#### Ausgewählter Auszug
----------------------------------------
Warum die These von der Militarisierung stimmig ist / Eine Entgegnung auf die Grünen-Politikerin Angelika Beer

Von Tobias Pflüger - IMI-Analyse 2005/010 - in: Frankfurter Rundschau vom 09.04.05

Unlängst bescheinigte die Grüne Europaparlamentarierin Angelika Beer der Friedensbewegung “absolute Orientierungslosigkeit” hinsichtlich der These einer “Militarisierung der EU”. An dieser Stelle sollen dagegen die Kernargumente dieser These dargestellt werden, die sich an drei Dokumenten belegen lässt: EU-Verfassungsvertrag, Europäische Sicherheitsstrategie und European Defence Ilanr.
----------------------------------------
#### Ausgelesene Einträge

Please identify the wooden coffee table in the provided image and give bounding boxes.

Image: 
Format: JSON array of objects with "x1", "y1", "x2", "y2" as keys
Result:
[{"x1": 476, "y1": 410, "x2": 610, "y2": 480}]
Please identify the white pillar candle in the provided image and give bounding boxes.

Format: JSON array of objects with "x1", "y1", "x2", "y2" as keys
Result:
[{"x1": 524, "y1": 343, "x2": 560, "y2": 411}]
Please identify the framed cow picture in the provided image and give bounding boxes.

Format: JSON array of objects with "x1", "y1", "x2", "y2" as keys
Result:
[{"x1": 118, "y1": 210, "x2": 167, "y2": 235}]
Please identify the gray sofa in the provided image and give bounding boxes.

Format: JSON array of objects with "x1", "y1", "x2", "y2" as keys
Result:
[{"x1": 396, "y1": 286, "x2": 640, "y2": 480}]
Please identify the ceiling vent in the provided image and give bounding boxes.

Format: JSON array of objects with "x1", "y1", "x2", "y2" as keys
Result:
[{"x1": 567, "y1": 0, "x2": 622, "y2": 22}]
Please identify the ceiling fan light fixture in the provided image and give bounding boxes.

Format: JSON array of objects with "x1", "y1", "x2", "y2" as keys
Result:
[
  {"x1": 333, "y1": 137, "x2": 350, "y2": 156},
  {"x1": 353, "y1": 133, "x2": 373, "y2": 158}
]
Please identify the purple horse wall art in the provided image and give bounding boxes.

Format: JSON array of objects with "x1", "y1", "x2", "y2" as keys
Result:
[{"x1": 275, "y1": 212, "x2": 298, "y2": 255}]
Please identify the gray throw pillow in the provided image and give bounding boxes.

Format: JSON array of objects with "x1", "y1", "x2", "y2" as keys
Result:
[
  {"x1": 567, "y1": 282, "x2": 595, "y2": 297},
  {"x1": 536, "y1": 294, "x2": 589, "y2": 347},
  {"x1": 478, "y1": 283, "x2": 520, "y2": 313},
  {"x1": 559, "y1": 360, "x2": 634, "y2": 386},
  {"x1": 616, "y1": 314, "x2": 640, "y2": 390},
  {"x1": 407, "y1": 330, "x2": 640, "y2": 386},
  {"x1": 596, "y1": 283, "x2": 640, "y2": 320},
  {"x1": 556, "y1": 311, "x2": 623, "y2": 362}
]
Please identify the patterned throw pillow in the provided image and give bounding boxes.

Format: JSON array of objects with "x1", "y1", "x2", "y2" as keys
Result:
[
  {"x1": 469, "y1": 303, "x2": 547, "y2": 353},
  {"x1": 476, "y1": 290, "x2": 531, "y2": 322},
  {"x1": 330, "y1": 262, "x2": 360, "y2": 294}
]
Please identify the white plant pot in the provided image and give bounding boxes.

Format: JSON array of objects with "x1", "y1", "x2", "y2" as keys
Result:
----------------------------------------
#### Ziel 1
Gib den Auszug von „Unlängst bescheinigte die“ bis einschließlich „European Defence Ilanr.“ wortgetreu wieder.
#### Ziel 2
Nenne alle Wörter im Auszug, die mit einem Bindestrich zusammengesetzt sind.
Stütze dich ausschließlich auf den Auszug.

#### Lösung 1
Unlängst bescheinigte die Grüne Europaparlamentarierin Angelika Beer der Friedensbewegung “absolute Orientierungslosigkeit” hinsichtlich der These einer “Militarisierung der EU”. An dieser Stelle sollen dagegen die Kernargumente dieser These dargestellt werden, die sich an drei Dokumenten belegen lässt: EU-Verfassungsvertrag, Europäische Sicherheitsstrategie und European Defence Ilanr.

#### Lösung 2
Grünen-Politikerin, IMI-Analyse, EU-Verfassungsvertrag